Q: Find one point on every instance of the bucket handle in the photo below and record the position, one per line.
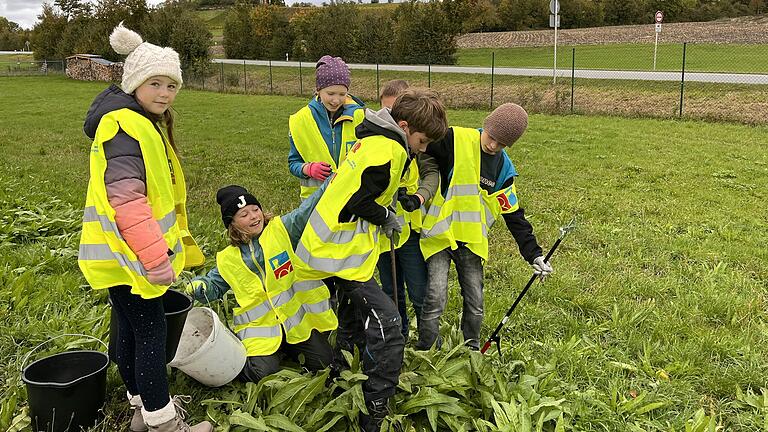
(26, 357)
(188, 280)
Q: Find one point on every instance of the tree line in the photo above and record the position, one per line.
(67, 27)
(510, 15)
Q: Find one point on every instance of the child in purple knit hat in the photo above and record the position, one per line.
(322, 132)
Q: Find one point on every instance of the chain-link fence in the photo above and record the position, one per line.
(699, 81)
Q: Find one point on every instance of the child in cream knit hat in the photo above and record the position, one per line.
(134, 243)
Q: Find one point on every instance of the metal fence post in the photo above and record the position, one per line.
(682, 79)
(493, 69)
(573, 74)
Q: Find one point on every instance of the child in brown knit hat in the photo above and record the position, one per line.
(477, 186)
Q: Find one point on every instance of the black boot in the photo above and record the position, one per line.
(377, 410)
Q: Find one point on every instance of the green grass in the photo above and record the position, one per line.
(657, 312)
(699, 57)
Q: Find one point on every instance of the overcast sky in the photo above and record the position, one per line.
(25, 12)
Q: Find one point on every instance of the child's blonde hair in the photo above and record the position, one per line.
(423, 111)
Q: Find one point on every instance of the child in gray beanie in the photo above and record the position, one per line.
(322, 132)
(477, 183)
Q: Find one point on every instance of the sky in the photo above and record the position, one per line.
(25, 12)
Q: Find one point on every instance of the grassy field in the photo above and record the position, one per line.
(699, 57)
(656, 318)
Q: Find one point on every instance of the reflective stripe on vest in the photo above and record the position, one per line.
(312, 147)
(274, 300)
(105, 258)
(410, 221)
(349, 250)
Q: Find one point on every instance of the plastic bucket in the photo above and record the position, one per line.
(66, 391)
(176, 305)
(208, 351)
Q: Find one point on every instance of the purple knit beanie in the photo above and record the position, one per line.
(331, 71)
(506, 123)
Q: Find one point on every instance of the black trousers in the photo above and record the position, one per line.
(316, 352)
(369, 320)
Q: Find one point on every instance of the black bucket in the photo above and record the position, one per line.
(176, 305)
(66, 391)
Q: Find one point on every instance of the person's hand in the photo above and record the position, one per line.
(162, 274)
(391, 225)
(409, 202)
(196, 289)
(541, 268)
(317, 170)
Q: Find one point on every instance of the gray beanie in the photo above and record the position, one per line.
(506, 123)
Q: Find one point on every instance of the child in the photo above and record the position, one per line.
(341, 239)
(135, 239)
(474, 192)
(278, 312)
(322, 132)
(416, 190)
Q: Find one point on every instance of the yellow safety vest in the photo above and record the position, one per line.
(411, 220)
(105, 258)
(311, 146)
(350, 250)
(274, 300)
(467, 211)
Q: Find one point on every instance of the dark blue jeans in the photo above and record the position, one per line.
(411, 272)
(140, 348)
(469, 268)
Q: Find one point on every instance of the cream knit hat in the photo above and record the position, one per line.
(144, 59)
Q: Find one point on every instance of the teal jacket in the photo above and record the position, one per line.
(213, 286)
(324, 121)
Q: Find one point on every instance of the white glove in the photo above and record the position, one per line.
(391, 225)
(541, 268)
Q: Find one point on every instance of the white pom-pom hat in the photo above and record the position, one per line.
(144, 59)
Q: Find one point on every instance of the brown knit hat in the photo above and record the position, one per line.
(506, 123)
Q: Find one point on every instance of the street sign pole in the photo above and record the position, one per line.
(554, 68)
(554, 9)
(658, 17)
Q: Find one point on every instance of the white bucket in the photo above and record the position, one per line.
(208, 351)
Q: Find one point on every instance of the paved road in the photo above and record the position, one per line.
(707, 77)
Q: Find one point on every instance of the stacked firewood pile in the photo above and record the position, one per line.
(89, 67)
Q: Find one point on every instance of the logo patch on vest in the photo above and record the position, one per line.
(506, 199)
(281, 264)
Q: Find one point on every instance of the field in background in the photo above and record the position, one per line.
(656, 318)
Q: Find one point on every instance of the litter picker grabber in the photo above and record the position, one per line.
(496, 337)
(394, 270)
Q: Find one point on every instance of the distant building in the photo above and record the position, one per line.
(91, 67)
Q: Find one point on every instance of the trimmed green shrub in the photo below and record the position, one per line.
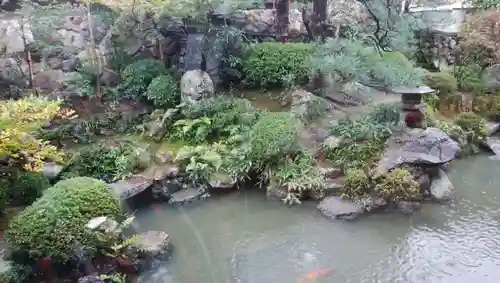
(471, 122)
(356, 184)
(28, 186)
(54, 225)
(107, 162)
(137, 76)
(469, 77)
(398, 185)
(275, 133)
(272, 64)
(163, 91)
(4, 195)
(444, 83)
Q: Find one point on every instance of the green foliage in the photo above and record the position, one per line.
(201, 162)
(348, 60)
(137, 76)
(28, 186)
(272, 64)
(469, 77)
(471, 122)
(108, 162)
(444, 83)
(485, 4)
(16, 274)
(4, 194)
(298, 175)
(362, 140)
(195, 131)
(228, 115)
(398, 185)
(275, 133)
(357, 184)
(163, 91)
(480, 38)
(54, 225)
(18, 120)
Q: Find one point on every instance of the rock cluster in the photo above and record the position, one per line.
(440, 48)
(423, 152)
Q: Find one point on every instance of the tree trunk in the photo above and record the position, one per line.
(282, 11)
(96, 58)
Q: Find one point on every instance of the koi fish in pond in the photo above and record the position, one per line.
(314, 275)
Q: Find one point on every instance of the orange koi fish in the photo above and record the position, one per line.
(313, 276)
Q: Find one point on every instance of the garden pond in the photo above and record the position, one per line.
(242, 238)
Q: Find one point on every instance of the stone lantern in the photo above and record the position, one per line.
(411, 105)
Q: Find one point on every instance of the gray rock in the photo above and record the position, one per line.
(164, 157)
(429, 146)
(491, 77)
(491, 128)
(151, 246)
(51, 170)
(337, 208)
(330, 173)
(407, 207)
(90, 279)
(494, 144)
(196, 85)
(130, 187)
(442, 189)
(221, 183)
(276, 193)
(154, 243)
(186, 196)
(103, 224)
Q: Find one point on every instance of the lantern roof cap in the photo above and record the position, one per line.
(412, 90)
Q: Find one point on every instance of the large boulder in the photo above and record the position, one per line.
(337, 208)
(127, 188)
(442, 189)
(196, 85)
(429, 146)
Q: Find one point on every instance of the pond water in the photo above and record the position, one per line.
(244, 238)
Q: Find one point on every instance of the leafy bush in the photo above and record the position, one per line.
(108, 162)
(398, 185)
(4, 194)
(363, 139)
(275, 133)
(272, 64)
(471, 122)
(54, 225)
(298, 175)
(351, 60)
(357, 183)
(163, 91)
(21, 118)
(444, 83)
(469, 77)
(28, 186)
(137, 76)
(481, 35)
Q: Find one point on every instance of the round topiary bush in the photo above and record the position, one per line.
(398, 185)
(274, 64)
(356, 184)
(137, 76)
(28, 186)
(163, 91)
(471, 122)
(54, 225)
(274, 133)
(444, 83)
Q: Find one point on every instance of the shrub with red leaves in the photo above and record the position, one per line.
(480, 38)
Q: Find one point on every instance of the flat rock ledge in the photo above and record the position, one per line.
(337, 208)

+ + + + + + +

_EXERCISE DETAILS_
Since the listing holds pictures, return everything else in it exactly and omit those.

_EXERCISE OUTPUT_
Q: Find one point on every instance of the bucket handle in the photo below and record the position, one per line.
(26, 357)
(188, 280)
Q: Find one point on every instance of the tree line in the photo above and record the position, one per line.
(67, 27)
(510, 15)
Q: Find one point on every instance of the child in purple knit hat in the photo above and record the position, one per line.
(322, 132)
Q: Find one point on every instance of the chain-link fence in the photo above and record the position, one per line.
(699, 81)
Q: Find one point on every instance of the child in cream knit hat in the photo above and record the position, one per line.
(134, 243)
Q: Find one point on every instance of the metal fence post in the photo above and record the position, one per line.
(682, 79)
(493, 69)
(573, 74)
Q: Find one point on every instance of the child in brown knit hat in the photo above and record the position, one per line.
(477, 186)
Q: Find one point on every instance of the black boot in the photo above and record the position, one per line.
(377, 410)
Q: Find one point on every instance of the green grass in the photo above and record the position, one per line.
(657, 312)
(699, 57)
Q: Find one point on every instance of the overcast sky in the photo above and record the position, one per line.
(25, 12)
Q: Find one point on every instance of the child's blonde hair in the photo above and record the position, one per line.
(423, 111)
Q: Find one point on every instance of the child in gray beanie in the photo above and record the position, one per line.
(322, 132)
(477, 183)
Q: Find one point on every instance of the sky in the photo above and record the position, one per line.
(25, 12)
Q: Find one point on every instance of the grassy field in the photo above and record the position, one per line.
(699, 57)
(656, 318)
Q: Find one point on every instance of the reflective stripe on vest in the photo above and record the position, one per line.
(312, 147)
(274, 300)
(105, 258)
(410, 221)
(349, 250)
Q: Find one point on every instance of the plastic bucket in the photo above and record the position, one per line.
(66, 391)
(176, 305)
(208, 351)
Q: Find one point on every instance of the purple knit beanie in the photo above and record the position, one per line.
(331, 71)
(506, 123)
Q: Find one point on every instance of the black trousers in the photo above and record the position, one per line.
(316, 352)
(369, 320)
Q: Find one point on every instance of the black bucket in the photo above and record the position, one per line.
(176, 305)
(66, 391)
Q: Find one point on every instance of the person's hand in the photo above and record the position, one per line.
(162, 274)
(391, 225)
(409, 202)
(196, 289)
(541, 268)
(317, 170)
Q: Find one point on every instance of the gray beanie in the photo above and record the position, one per line.
(506, 123)
Q: Find one point on every instance of the child in the photo above and record the position, one per line.
(341, 239)
(135, 239)
(474, 192)
(278, 312)
(322, 132)
(416, 190)
Q: Find one point on every instance of the yellow safety vest in the photo above and record the position, one per line.
(411, 220)
(105, 258)
(311, 146)
(350, 250)
(274, 300)
(467, 211)
Q: Find one point on every instance of the dark blue jeans in the photo above and record the position, one per line.
(411, 272)
(140, 348)
(469, 268)
Q: Find one point on every instance of the cream knit hat in the photo above and record the position, one per line.
(144, 59)
Q: Find one point on every instance of the teal jacket in the photo above and record the position, one per line.
(213, 286)
(324, 121)
Q: Find one point on every instance of the white glove in the photo above and record the position, one per line.
(391, 225)
(541, 268)
Q: Find one point on every instance of the white pom-pom hat in the photo above and record the position, one per line.
(144, 59)
Q: Find one point on every instance of the brown knit hat in the photo above and record the position, one per line.
(506, 123)
Q: Find one point on every instance of the street sign pole in the photo above and record the position, one per line.
(554, 68)
(554, 9)
(658, 17)
Q: Find one point on every instance of the white bucket in the photo above and record the position, one per line.
(208, 351)
Q: Find one point on every instance of the paved road in the photo above and record the position, one per line.
(707, 77)
Q: Find one point on every instance of the stacked firewood pile in the photo above and record the position, one per line.
(89, 67)
Q: Find one point on every instance of the logo patch on vest in the photo above and record the position, one per line.
(506, 199)
(281, 264)
Q: Find one point on every instance of the field in background in the photo above and record the position, one per line.
(656, 318)
Q: Find one point on every instance of the litter picker grabber in the photo above and record the position, one per line.
(496, 337)
(394, 270)
Q: Find one point on every instance of the distant building in the photo above and record the position, one per line.
(91, 67)
Q: Find one point on every instance of the trimmed green shrub in the photo below and record the position, one per line.
(471, 122)
(356, 184)
(28, 186)
(54, 225)
(107, 162)
(137, 76)
(469, 77)
(398, 185)
(275, 133)
(272, 64)
(163, 91)
(4, 195)
(444, 83)
Q: Find one point on every instance of the green foliage in the photo above and record the position, one per line.
(201, 162)
(348, 60)
(137, 76)
(28, 186)
(272, 64)
(469, 77)
(471, 122)
(108, 162)
(444, 83)
(485, 4)
(16, 274)
(4, 194)
(298, 175)
(362, 140)
(195, 131)
(228, 115)
(398, 185)
(275, 133)
(357, 184)
(163, 91)
(480, 38)
(54, 225)
(18, 120)
Q: Find one point on every instance of the rock cluster in the photo above and record the position, one per line.
(440, 48)
(423, 152)
Q: Find one point on every instance of the tree trunk in the photo above and record the position, one per line.
(282, 11)
(96, 58)
Q: Find one point on every instance of the koi fish in pond in the photo above and record the position, one per line.
(314, 275)
Q: Find one point on every instance of the orange koi fish in the photo above and record the position, one per line.
(313, 276)
Q: Find one point on every instance of the garden pond in the photo above and record the position, one per line.
(242, 238)
Q: Find one point on every instance of the stone lantern in the photo above and record the position, one per line.
(411, 105)
Q: Find one point on every instance of the gray rock in the photo above and record the position, one per line.
(164, 157)
(429, 146)
(491, 77)
(491, 128)
(151, 246)
(51, 170)
(337, 208)
(330, 173)
(407, 207)
(90, 279)
(494, 144)
(196, 85)
(130, 187)
(442, 189)
(221, 183)
(276, 193)
(154, 243)
(186, 196)
(103, 224)
Q: Find one point on every instance of the lantern roof cap in the photo above and record the position, one per line.
(412, 90)
Q: Find one point on every instance of the large boulder in the photo above and record the position, one per line.
(337, 208)
(127, 188)
(442, 189)
(196, 85)
(429, 146)
Q: Find one point on every instance of the pond water in the photo above and record the position, one per line.
(244, 238)
Q: Find one point on every instance of the leafy bush in the photo above and record the position, one per line.
(108, 162)
(398, 185)
(4, 194)
(363, 139)
(275, 133)
(272, 64)
(471, 122)
(54, 225)
(298, 175)
(351, 60)
(357, 183)
(163, 91)
(21, 118)
(444, 83)
(469, 77)
(28, 186)
(137, 76)
(481, 35)
Q: Find one point on every instance of the round topiary bush in the photo above and record the position, one per line.
(398, 185)
(274, 64)
(356, 184)
(137, 76)
(28, 186)
(163, 91)
(471, 122)
(54, 225)
(274, 133)
(444, 83)
Q: Find one point on every instance of the shrub with red leaves in the photo above and record the position, one per line.
(480, 38)
Q: Find one point on every instance of the flat rock ledge in the photo above and record the position, one per line.
(337, 208)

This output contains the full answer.